■ What to work on ■
Please reproduce every row below word for word, and leave the pictures out of your answer.

________________________

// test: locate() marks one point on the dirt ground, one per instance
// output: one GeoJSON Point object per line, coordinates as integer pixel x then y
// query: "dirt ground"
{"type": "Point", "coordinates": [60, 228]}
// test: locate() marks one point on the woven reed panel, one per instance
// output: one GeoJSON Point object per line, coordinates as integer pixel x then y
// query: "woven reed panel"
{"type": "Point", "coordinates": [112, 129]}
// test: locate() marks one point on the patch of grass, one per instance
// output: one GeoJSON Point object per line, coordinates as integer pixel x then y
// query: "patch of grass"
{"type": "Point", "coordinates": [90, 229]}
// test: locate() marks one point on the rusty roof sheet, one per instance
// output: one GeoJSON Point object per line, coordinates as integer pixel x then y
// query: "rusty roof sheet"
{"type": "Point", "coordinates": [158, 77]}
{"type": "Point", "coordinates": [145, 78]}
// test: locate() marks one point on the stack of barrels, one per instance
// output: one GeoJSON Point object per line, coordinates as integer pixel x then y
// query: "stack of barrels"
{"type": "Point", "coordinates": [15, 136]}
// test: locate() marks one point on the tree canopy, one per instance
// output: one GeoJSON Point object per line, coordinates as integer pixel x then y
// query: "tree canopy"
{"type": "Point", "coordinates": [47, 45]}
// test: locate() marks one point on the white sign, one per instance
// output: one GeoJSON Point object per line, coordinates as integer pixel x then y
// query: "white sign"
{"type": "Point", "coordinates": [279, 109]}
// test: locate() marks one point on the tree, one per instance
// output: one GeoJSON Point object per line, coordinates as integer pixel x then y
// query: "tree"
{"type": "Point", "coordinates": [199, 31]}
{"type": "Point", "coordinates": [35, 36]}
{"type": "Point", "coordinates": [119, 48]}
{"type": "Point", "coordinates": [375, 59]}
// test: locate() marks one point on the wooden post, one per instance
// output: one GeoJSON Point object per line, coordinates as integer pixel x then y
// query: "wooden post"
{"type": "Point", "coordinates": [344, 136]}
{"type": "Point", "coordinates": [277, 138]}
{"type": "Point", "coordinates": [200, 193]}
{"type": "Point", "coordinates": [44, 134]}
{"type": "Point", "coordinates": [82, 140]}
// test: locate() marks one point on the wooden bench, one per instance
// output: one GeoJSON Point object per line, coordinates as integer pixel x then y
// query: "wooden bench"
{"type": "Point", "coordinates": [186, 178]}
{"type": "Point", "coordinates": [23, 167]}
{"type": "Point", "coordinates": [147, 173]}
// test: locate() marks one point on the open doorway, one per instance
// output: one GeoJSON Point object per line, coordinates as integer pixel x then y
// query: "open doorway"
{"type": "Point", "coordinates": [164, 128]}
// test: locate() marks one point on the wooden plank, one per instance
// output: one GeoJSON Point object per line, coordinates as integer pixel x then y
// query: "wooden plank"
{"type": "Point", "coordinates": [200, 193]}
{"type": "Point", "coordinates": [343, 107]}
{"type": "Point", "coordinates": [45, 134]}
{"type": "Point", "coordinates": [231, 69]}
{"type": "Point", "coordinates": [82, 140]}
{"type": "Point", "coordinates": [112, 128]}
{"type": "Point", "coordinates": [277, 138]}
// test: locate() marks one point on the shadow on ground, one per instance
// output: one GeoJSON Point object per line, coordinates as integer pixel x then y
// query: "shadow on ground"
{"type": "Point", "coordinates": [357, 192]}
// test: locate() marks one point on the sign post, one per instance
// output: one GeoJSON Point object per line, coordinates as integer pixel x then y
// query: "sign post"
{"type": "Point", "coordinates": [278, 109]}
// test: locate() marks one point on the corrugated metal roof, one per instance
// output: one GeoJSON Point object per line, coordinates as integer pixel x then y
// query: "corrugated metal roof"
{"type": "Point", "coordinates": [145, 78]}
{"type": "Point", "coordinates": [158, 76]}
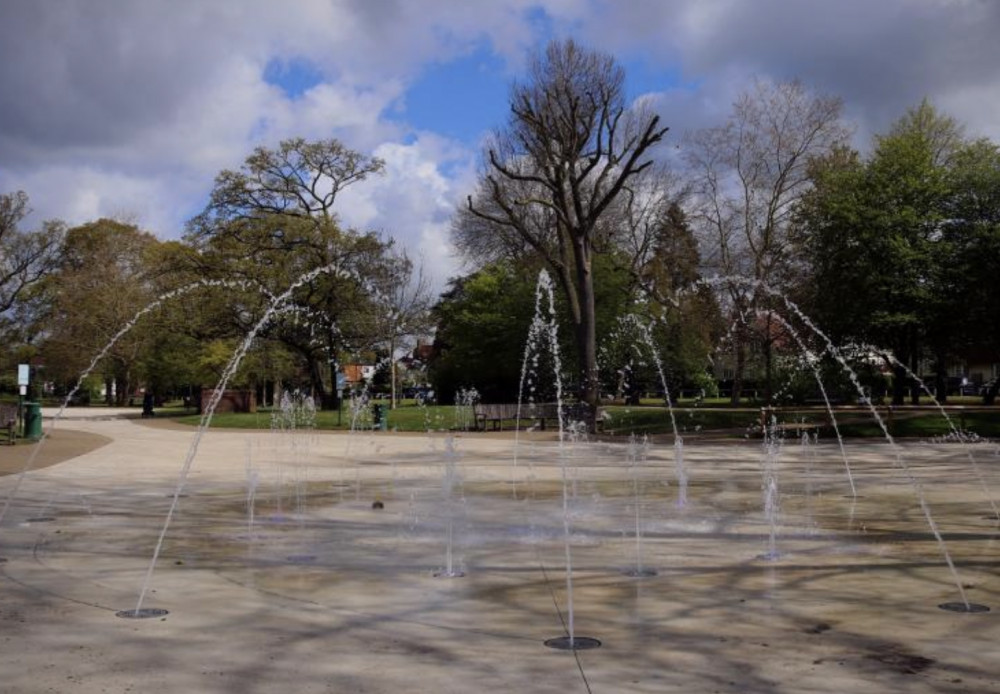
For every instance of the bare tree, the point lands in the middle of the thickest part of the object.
(402, 310)
(552, 176)
(747, 176)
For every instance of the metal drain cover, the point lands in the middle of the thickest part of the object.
(144, 613)
(962, 607)
(577, 643)
(639, 573)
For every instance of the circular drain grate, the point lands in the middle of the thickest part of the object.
(962, 607)
(577, 643)
(144, 613)
(639, 573)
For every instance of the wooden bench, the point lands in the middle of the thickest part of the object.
(8, 422)
(539, 413)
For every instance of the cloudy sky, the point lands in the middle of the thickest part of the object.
(130, 108)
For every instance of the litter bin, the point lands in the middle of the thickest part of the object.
(378, 417)
(33, 420)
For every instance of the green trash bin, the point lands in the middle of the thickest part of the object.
(379, 417)
(33, 420)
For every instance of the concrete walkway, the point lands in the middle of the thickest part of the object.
(277, 574)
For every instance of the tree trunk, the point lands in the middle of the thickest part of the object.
(768, 369)
(392, 374)
(990, 396)
(587, 335)
(318, 386)
(940, 379)
(899, 379)
(740, 367)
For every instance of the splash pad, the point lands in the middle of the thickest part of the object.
(850, 602)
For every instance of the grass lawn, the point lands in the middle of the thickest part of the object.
(621, 420)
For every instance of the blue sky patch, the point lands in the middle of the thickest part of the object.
(294, 77)
(461, 99)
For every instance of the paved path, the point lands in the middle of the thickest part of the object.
(316, 591)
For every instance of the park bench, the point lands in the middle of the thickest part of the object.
(539, 413)
(8, 422)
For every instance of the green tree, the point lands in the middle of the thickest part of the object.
(26, 258)
(482, 323)
(898, 243)
(103, 280)
(271, 223)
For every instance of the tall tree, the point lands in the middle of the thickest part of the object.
(103, 280)
(552, 176)
(26, 257)
(272, 222)
(747, 176)
(890, 241)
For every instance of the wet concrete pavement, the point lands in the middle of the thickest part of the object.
(278, 575)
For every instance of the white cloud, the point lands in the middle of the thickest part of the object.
(135, 106)
(414, 200)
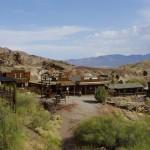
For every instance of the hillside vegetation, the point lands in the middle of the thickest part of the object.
(31, 127)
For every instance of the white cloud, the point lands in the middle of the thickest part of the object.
(41, 34)
(132, 40)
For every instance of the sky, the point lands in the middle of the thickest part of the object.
(73, 29)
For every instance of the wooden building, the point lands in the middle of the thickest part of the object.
(8, 90)
(126, 89)
(21, 76)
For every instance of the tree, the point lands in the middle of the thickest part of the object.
(101, 94)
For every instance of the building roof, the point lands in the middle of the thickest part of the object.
(125, 86)
(66, 83)
(6, 79)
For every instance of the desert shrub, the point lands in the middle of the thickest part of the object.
(137, 80)
(11, 135)
(101, 94)
(35, 117)
(113, 133)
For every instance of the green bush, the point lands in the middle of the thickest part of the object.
(35, 117)
(114, 133)
(101, 94)
(11, 135)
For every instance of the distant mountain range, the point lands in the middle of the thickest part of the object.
(109, 60)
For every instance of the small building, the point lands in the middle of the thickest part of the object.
(8, 90)
(126, 89)
(21, 76)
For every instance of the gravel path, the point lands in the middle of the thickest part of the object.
(76, 109)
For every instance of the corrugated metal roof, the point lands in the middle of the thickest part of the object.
(93, 83)
(6, 79)
(125, 86)
(66, 83)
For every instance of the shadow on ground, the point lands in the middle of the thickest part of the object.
(91, 101)
(68, 144)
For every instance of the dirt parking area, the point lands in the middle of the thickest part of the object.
(74, 111)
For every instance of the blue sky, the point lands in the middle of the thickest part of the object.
(66, 29)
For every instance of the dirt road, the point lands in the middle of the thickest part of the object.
(77, 109)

________________________

■ Expected answer ■
// test: locate() marks one point on the dirt ground, one per instance
// output: one GeoJSON Point object per line, coordinates as integer pixel x then y
// query: "dirt ground"
{"type": "Point", "coordinates": [60, 228]}
// test: locate() marks one point on the woven reed panel, one per instance
// output: one GeoJSON Point object per line, coordinates as integer pixel x then y
// query: "woven reed panel"
{"type": "Point", "coordinates": [112, 129]}
// test: locate() marks one point on the patch of grass, one per instance
// output: one GeoJSON Point object per line, coordinates as integer pixel x then y
// query: "patch of grass"
{"type": "Point", "coordinates": [90, 229]}
// test: locate() marks one point on the rusty roof sheet, one per instance
// output: one GeoJSON Point object per line, coordinates as integer pixel x then y
// query: "rusty roof sheet"
{"type": "Point", "coordinates": [158, 77]}
{"type": "Point", "coordinates": [145, 78]}
// test: locate() marks one point on the stack of barrels, one per instance
// output: one GeoJSON Point object per line, coordinates as integer pixel x then y
// query: "stack of barrels"
{"type": "Point", "coordinates": [15, 136]}
// test: locate() marks one point on the tree canopy, one per instance
// output: one GeoJSON Point object per line, coordinates as integer pixel x then y
// query: "tree canopy"
{"type": "Point", "coordinates": [47, 45]}
// test: locate() marks one point on the white sign, one per instance
// output: one GeoJSON Point object per line, coordinates as integer pixel x then y
// query: "white sign"
{"type": "Point", "coordinates": [279, 109]}
// test: locate() marks one point on the tree, one per instance
// output: one GeoJSON Point object per line, coordinates as integer pixel x then y
// query: "tree"
{"type": "Point", "coordinates": [199, 31]}
{"type": "Point", "coordinates": [35, 36]}
{"type": "Point", "coordinates": [119, 48]}
{"type": "Point", "coordinates": [375, 59]}
// test: locate() marks one point on the wooden post, one per instance
// output: one GeoJSON Point object per line, coordinates as integer pixel x then y
// query: "wooden post"
{"type": "Point", "coordinates": [344, 136]}
{"type": "Point", "coordinates": [277, 138]}
{"type": "Point", "coordinates": [200, 193]}
{"type": "Point", "coordinates": [44, 134]}
{"type": "Point", "coordinates": [82, 140]}
// test: locate() marks one point on the wooden bench, one per instance
// output: one GeoJSON Point object per line, coordinates as integer pixel x then y
// query: "wooden bench"
{"type": "Point", "coordinates": [186, 178]}
{"type": "Point", "coordinates": [23, 167]}
{"type": "Point", "coordinates": [147, 173]}
// test: locate() marks one point on the open doorway, one per instance
// output: one GeoJSON Point object per line, coordinates as integer pixel x then y
// query: "open doorway"
{"type": "Point", "coordinates": [164, 128]}
// test: locate() marks one point on the wooden plank, one per instance
// output: one GeoJSON Point object per line, coordinates as integer pixel x then y
// query: "wooden plank"
{"type": "Point", "coordinates": [200, 193]}
{"type": "Point", "coordinates": [343, 107]}
{"type": "Point", "coordinates": [45, 134]}
{"type": "Point", "coordinates": [231, 69]}
{"type": "Point", "coordinates": [82, 140]}
{"type": "Point", "coordinates": [112, 128]}
{"type": "Point", "coordinates": [277, 138]}
// test: locate() marks one point on the shadow on ground, one per instance
// output: one GeoJSON Point object per line, coordinates as integer pixel x then y
// query: "shadow on ground"
{"type": "Point", "coordinates": [357, 192]}
// test: locate() marks one point on the sign post, one per instance
// output: one GeoJSON Point object per line, coordinates as integer pixel x then y
// query: "sign post"
{"type": "Point", "coordinates": [278, 109]}
// test: locate() marks one point on the corrugated metal roof, one per instance
// output: one GeoJSON Point object per line, coordinates as integer pixel x then y
// query: "corrugated metal roof"
{"type": "Point", "coordinates": [145, 78]}
{"type": "Point", "coordinates": [158, 76]}
For every instance of the bare tree, the point lands in the middle of the thickest part of the object.
(402, 310)
(552, 176)
(747, 176)
For every instance of the metal drain cover, the point lands in the middle of the thickest part of the object.
(144, 613)
(962, 607)
(577, 643)
(639, 573)
For every instance of the circular drain grate, the point lands in the middle of the thickest part of the object.
(962, 607)
(577, 643)
(144, 613)
(639, 573)
For every instance of the wooden bench, the point lands in the middle of the thickest part of the object.
(8, 422)
(539, 413)
For every instance of the cloudy sky, the point lands in the middle of the thickest part of the object.
(130, 108)
For every instance of the litter bin, the point lands in the middle of the thickest part of the object.
(378, 417)
(33, 420)
For every instance of the green trash bin, the point lands in the middle of the thickest part of the object.
(379, 417)
(33, 420)
For every instance of the concrete walkway, the point lands in the middle of the thickest part of the object.
(277, 574)
For every instance of the tree trunk, the point lands in the middle of the thickest part of the object.
(768, 369)
(392, 374)
(990, 396)
(587, 335)
(318, 386)
(940, 379)
(899, 379)
(740, 367)
For every instance of the splash pad, the point lands in the middle of the thickest part of the object.
(850, 602)
For every instance of the grass lawn, the point lands in the middle of the thickest part of the object.
(621, 420)
For every instance of the blue sky patch, the point lands in the middle of the thickest part of the object.
(294, 77)
(461, 99)
For every instance of the paved path, the point lands in the middle of the thickest part of the object.
(316, 591)
For every instance of the park bench, the point lands in the middle of the thickest part of the object.
(539, 413)
(8, 422)
For every instance of the green tree, the point lands in the middle of the thickest part of the object.
(26, 258)
(482, 323)
(898, 243)
(103, 280)
(271, 223)
For every instance of the tall tree, the point lands in the middle of the thickest part of the object.
(103, 280)
(552, 176)
(26, 257)
(272, 222)
(747, 176)
(890, 241)
For every instance of the wet concrete pavement, the point lands in the middle of the thickest part of the object.
(278, 575)
For every instance of the white cloud, the point lands in the middle of the thickest part of the object.
(135, 106)
(414, 200)
For every instance of the hillside vegetation, the point lands in the middle of the thickest part of the object.
(31, 127)
For every instance of the white cloud, the point lands in the middle of the thickest part of the object.
(41, 34)
(132, 40)
For every instance of the sky, the point lands in the middle of the thickest part of the object.
(73, 29)
For every instance of the wooden building, the point lands in the middle of the thickest part of the object.
(8, 90)
(126, 89)
(21, 76)
For every instance of the tree, the point lands in the middle of the thickest part of the object.
(101, 94)
For every instance of the building roof, the point lands in the middle of the thickest part of the object.
(125, 86)
(66, 83)
(6, 79)
For every instance of the desert shrub, the point lands in the middle of the thickest part of the object.
(137, 80)
(11, 135)
(101, 94)
(35, 117)
(113, 133)
For every instance of the green bush, the point lands in the middle of the thickest part of the object.
(35, 117)
(114, 133)
(101, 94)
(11, 135)
For every instance of the distant mountain range, the point lands in the middle of the thickest part of the object.
(109, 60)
For every instance of the small building, the point lands in the middle of the thickest part of the object.
(8, 90)
(126, 89)
(21, 76)
For every instance of the gravel path, the point lands in the middle of the thickest part of the object.
(76, 109)
For every instance of the corrugated metal roof, the point lands in the middle of the thickest part of the object.
(93, 83)
(6, 79)
(125, 86)
(66, 83)
For every instance of the shadow on ground, the point lands in the middle of the thickest part of the object.
(91, 101)
(68, 144)
For every instance of the dirt parking area, the point lands in the middle of the thickest part of the object.
(74, 111)
For every instance of the blue sky, the point lands in the middle of the thickest part of the object.
(66, 29)
For every instance of the dirt road, the point lands in the middle of the thickest part of the object.
(77, 109)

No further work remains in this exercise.